#### Exercise requirements
Write out all of the material below again, replacing "point at" with "mark" each time it appears and leaving everything else the same.
** start Provided records **
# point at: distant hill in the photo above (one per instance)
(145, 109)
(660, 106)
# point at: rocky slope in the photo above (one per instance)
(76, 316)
** end Provided records **
#### Response
# mark: distant hill in the photo above (one per instance)
(145, 109)
(660, 106)
# mark: rocky slope in the photo above (one per instance)
(76, 316)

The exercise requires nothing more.